• Work instruction
Every entry should be copied exactly, with nothing added or dropped.

------ Supplied information ------

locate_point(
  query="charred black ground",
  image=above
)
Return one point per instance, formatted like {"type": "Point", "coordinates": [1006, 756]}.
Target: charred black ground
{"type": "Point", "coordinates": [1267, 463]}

------

• Answer to the exercise
locate_point(
  query="charred black ground",
  image=above
)
Return one point per instance, formatted like {"type": "Point", "coordinates": [1006, 756]}.
Target: charred black ground
{"type": "Point", "coordinates": [1267, 463]}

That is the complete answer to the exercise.